Shape labeling records
______________________________
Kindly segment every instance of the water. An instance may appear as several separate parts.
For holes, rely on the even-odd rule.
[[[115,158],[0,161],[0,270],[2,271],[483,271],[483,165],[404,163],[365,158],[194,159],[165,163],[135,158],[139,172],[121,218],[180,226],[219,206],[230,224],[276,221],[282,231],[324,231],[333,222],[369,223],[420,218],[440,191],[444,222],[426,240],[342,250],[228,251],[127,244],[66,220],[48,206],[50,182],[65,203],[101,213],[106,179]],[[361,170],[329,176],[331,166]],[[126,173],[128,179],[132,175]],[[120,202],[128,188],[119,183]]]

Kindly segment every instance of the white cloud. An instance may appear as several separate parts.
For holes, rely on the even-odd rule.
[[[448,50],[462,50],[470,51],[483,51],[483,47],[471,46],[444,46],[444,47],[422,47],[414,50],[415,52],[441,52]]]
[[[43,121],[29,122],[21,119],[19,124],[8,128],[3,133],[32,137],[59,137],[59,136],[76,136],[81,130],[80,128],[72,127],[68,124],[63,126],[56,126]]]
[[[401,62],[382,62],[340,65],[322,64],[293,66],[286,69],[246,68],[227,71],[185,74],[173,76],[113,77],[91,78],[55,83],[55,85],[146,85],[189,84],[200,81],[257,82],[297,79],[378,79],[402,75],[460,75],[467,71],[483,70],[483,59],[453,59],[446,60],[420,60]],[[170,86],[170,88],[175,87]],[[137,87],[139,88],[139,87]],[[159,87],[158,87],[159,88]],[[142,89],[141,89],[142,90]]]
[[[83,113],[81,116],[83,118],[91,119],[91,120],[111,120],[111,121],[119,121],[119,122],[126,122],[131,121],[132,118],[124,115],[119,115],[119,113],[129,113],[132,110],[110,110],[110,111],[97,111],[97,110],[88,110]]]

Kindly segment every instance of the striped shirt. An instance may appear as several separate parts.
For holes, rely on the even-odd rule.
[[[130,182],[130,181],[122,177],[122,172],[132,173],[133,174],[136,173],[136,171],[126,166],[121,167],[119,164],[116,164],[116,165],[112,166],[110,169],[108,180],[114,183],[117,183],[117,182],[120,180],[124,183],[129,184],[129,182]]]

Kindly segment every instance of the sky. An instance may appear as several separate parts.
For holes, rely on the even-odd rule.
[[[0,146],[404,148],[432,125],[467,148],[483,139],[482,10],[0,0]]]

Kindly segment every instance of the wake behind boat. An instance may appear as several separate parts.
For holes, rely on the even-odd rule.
______________________________
_Stated problem:_
Rewrite the material above, replacing each "Kindly segment" with "Please outline" and leaving everything else unchanged.

_Exercise output:_
Please outline every instance of the water. An instance may appear as several separate parts.
For holes, rely on the even-odd rule.
[[[115,158],[0,161],[0,270],[2,271],[483,271],[483,165],[404,163],[365,158],[194,159],[165,163],[135,158],[139,172],[121,218],[180,226],[219,206],[230,224],[276,221],[282,231],[324,231],[333,222],[369,223],[420,218],[440,191],[444,222],[426,240],[342,250],[228,251],[127,244],[66,220],[48,206],[50,182],[65,203],[101,213],[106,179]],[[361,170],[329,176],[331,166]],[[126,173],[128,179],[132,175]],[[120,202],[128,188],[119,183]]]

Please outline every instance of the white cloud. An instance may appear as several separate parts.
For holes, rely on the even-odd rule.
[[[448,50],[462,50],[470,51],[483,51],[483,47],[471,46],[444,46],[444,47],[422,47],[414,50],[415,52],[441,52]]]
[[[43,121],[29,122],[21,119],[19,124],[8,128],[3,133],[32,137],[59,137],[59,136],[76,136],[81,130],[80,128],[72,127],[68,124],[63,126],[56,126]]]
[[[401,62],[382,62],[340,65],[322,64],[293,66],[286,69],[246,68],[227,71],[185,74],[173,76],[113,77],[91,78],[55,83],[55,85],[146,85],[189,84],[200,81],[257,82],[297,79],[378,79],[402,75],[460,75],[467,71],[483,70],[483,59],[453,59],[446,60],[420,60]],[[170,86],[170,88],[175,87]],[[137,87],[139,88],[139,87]],[[159,87],[158,87],[159,88]],[[142,89],[141,89],[142,90]]]
[[[83,113],[81,116],[83,118],[91,119],[91,120],[111,120],[111,121],[119,121],[119,122],[126,122],[131,121],[132,118],[124,115],[119,115],[119,113],[129,113],[132,110],[110,110],[110,111],[97,111],[97,110],[88,110]]]

Please outline every instance of the striped shirt. An instance may appear as several separate parts.
For holes, rely on the even-odd rule.
[[[130,182],[130,181],[122,177],[122,172],[132,173],[133,174],[136,173],[136,171],[126,166],[121,167],[119,164],[116,164],[116,165],[112,166],[110,169],[108,180],[114,183],[117,183],[117,182],[120,180],[124,183],[129,184],[129,182]]]

Please outline every instance of the sky. An instance may appear as several separate parts.
For holes, rely on the even-odd rule.
[[[0,146],[404,148],[432,125],[467,148],[483,139],[482,10],[0,0]]]

Please outline every instance of the wake behind boat. An instance may appear as several separate parts.
For holes, rely on the even-odd rule.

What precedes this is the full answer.